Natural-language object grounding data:

##############################

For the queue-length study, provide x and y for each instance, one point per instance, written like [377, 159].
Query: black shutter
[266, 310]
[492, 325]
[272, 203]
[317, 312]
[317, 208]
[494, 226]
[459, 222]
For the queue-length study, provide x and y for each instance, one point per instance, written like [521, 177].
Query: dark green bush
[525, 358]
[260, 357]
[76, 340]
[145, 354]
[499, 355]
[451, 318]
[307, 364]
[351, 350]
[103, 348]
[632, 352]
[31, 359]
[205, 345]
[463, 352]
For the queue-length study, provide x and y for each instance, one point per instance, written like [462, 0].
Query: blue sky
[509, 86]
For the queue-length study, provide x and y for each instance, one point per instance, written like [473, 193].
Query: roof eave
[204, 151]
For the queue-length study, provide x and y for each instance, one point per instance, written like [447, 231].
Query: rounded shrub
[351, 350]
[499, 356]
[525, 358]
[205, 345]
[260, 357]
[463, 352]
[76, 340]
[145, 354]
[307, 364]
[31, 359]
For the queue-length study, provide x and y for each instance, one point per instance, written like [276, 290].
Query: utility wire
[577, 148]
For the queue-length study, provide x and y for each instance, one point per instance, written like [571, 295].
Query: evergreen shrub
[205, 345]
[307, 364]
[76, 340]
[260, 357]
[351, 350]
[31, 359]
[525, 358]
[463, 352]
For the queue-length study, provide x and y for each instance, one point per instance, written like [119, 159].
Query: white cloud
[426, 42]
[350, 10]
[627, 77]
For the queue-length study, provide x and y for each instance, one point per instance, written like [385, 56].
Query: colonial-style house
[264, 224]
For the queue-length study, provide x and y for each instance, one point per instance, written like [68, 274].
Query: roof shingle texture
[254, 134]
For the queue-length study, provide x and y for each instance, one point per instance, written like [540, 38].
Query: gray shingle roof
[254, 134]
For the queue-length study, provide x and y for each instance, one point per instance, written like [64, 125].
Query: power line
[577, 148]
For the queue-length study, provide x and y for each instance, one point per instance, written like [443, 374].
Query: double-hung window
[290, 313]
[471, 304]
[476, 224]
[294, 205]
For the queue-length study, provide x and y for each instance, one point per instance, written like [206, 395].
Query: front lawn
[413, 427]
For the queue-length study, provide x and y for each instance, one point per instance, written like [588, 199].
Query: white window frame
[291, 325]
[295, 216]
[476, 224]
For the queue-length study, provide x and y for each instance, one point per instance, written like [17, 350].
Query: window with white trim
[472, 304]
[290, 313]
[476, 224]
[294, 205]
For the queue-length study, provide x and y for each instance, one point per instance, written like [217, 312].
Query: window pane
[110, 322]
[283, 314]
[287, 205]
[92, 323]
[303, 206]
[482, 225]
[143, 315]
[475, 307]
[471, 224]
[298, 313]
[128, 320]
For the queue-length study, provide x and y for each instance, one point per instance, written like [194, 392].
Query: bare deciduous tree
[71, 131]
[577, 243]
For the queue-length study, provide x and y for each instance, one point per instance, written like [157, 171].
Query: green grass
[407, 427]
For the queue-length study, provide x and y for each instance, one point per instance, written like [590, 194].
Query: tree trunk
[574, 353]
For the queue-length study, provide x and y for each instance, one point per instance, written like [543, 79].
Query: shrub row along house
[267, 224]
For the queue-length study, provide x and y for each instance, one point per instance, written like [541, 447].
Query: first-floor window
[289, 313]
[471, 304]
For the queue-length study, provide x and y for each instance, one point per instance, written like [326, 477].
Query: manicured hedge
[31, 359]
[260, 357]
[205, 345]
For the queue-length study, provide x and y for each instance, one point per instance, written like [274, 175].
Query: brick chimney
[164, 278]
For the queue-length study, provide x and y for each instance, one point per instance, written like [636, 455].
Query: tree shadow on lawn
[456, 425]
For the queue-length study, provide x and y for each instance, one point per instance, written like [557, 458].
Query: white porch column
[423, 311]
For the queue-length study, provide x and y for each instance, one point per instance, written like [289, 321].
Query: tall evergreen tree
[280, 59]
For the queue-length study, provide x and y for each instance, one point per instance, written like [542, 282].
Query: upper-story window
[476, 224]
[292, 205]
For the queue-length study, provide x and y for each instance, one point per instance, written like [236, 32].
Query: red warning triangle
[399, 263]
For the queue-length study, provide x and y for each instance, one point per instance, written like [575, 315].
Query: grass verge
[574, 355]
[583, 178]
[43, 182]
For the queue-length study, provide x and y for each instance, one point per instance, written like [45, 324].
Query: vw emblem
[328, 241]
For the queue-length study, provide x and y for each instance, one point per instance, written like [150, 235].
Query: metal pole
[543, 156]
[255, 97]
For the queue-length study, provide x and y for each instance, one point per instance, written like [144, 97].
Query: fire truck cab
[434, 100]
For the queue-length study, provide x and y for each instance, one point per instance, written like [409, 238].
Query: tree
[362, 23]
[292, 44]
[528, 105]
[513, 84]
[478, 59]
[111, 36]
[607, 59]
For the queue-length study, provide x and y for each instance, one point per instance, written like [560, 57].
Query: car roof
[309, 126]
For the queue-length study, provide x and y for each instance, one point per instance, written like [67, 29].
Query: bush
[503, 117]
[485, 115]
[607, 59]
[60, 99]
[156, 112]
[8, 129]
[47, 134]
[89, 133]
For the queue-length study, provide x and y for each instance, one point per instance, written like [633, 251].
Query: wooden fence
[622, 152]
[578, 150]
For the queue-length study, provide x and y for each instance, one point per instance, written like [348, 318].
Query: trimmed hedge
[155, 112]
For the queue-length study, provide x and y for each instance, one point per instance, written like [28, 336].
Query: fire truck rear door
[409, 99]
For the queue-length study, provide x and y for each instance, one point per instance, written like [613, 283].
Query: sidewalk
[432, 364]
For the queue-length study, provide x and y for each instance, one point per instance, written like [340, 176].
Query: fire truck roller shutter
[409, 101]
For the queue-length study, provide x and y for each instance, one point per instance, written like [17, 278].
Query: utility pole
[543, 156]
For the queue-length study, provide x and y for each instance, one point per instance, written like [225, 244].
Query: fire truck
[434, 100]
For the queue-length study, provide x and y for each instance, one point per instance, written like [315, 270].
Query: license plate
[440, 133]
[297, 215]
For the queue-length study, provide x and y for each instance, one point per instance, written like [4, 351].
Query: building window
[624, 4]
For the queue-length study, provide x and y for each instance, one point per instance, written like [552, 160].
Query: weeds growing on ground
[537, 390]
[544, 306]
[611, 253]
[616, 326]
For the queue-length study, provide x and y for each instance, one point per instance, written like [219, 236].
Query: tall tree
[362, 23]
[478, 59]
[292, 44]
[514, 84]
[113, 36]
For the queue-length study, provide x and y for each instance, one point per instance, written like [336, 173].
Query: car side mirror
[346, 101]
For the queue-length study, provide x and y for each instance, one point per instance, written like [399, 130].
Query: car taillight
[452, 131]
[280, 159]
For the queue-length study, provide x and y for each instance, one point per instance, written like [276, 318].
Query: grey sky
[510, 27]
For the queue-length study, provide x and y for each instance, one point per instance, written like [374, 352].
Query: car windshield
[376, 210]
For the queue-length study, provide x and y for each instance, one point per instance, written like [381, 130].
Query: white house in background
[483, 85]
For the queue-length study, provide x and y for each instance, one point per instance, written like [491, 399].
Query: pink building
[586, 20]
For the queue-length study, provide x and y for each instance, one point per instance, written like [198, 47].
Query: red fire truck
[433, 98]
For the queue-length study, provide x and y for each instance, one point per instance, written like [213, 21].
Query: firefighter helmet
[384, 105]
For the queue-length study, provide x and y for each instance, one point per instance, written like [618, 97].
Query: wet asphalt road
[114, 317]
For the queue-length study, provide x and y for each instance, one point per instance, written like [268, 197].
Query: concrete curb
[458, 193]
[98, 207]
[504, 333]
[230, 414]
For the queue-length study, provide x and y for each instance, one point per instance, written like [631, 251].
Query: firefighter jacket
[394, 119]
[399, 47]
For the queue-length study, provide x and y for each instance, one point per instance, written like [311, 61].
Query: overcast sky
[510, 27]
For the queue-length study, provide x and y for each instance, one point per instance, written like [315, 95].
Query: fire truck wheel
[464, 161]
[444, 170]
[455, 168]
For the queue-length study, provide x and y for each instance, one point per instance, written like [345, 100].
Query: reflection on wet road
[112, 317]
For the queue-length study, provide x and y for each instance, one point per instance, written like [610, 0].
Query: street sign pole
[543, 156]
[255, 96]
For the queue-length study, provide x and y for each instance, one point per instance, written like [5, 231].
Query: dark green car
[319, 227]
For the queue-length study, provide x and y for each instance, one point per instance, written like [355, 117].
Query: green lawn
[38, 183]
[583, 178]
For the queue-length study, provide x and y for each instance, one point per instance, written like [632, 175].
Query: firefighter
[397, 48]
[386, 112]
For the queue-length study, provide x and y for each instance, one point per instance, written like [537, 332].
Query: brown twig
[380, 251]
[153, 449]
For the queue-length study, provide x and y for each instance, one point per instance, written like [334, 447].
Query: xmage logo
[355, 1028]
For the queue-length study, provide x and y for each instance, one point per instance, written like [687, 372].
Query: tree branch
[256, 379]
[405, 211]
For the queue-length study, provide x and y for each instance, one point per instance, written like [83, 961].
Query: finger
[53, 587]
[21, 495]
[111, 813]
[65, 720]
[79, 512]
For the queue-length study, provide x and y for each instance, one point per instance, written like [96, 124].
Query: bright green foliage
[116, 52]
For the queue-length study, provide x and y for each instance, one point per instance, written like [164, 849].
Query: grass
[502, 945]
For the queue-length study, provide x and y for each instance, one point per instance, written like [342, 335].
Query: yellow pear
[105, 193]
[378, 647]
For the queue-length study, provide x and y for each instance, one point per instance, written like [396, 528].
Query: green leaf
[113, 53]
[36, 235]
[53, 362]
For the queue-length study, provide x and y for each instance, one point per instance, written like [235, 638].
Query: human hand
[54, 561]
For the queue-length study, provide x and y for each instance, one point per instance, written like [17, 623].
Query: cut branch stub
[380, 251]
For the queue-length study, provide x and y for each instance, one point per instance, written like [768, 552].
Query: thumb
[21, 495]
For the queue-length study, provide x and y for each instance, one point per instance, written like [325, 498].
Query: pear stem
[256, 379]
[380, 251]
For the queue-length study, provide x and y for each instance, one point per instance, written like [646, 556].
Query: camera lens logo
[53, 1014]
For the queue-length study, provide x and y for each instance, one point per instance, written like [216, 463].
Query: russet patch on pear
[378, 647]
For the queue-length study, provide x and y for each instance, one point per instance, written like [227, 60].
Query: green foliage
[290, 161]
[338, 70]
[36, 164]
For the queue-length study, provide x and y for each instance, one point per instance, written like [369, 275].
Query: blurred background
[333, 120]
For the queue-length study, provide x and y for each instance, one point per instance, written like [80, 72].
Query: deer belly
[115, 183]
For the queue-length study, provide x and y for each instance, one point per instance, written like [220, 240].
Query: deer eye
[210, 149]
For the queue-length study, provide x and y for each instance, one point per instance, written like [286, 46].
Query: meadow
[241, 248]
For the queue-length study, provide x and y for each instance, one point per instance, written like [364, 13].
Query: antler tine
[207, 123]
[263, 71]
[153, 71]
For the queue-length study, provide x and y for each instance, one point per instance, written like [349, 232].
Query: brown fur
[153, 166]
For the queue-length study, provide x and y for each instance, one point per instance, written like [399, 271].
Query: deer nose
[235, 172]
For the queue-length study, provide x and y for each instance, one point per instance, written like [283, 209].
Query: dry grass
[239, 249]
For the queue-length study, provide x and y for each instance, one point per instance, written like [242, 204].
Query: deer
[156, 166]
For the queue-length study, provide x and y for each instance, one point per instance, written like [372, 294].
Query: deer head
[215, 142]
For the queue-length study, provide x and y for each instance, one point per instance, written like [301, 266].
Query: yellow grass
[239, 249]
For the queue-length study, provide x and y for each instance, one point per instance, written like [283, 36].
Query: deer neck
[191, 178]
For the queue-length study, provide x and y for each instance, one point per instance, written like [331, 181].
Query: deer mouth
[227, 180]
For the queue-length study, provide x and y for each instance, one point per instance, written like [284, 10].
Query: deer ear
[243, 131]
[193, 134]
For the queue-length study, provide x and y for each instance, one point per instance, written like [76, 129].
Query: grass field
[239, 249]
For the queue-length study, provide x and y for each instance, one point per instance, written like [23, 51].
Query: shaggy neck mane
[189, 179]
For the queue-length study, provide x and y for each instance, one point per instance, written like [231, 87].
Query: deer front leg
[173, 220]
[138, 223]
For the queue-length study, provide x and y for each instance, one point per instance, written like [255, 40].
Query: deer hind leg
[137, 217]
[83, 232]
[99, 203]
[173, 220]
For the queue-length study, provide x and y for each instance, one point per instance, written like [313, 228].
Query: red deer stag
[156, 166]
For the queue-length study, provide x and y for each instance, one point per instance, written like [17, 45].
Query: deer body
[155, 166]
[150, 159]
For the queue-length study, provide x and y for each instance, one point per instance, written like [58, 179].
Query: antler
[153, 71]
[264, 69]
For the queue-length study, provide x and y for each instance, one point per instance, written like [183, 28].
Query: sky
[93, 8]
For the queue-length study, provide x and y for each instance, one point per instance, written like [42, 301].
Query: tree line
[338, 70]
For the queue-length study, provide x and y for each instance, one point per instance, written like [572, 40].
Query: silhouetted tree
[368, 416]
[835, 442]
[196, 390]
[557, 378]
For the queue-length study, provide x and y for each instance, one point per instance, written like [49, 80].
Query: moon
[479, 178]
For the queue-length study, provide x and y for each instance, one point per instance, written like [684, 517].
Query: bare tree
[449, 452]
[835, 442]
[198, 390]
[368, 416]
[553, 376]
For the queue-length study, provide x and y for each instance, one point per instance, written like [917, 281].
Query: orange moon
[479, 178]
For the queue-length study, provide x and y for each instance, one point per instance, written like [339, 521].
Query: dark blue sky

##############################

# Exercise instructions
Copy out the lines above exactly, beginning at the one that contains "like [541, 447]." and ending at the one that contains "like [326, 477].".

# Solution to the exercise
For the queue-length study, provide x and y for each instance, one point per instance, written like [541, 447].
Query: first-floor window
[289, 313]
[471, 304]
For the queue-length study, provide x and y for each instance, one point per instance, written like [326, 477].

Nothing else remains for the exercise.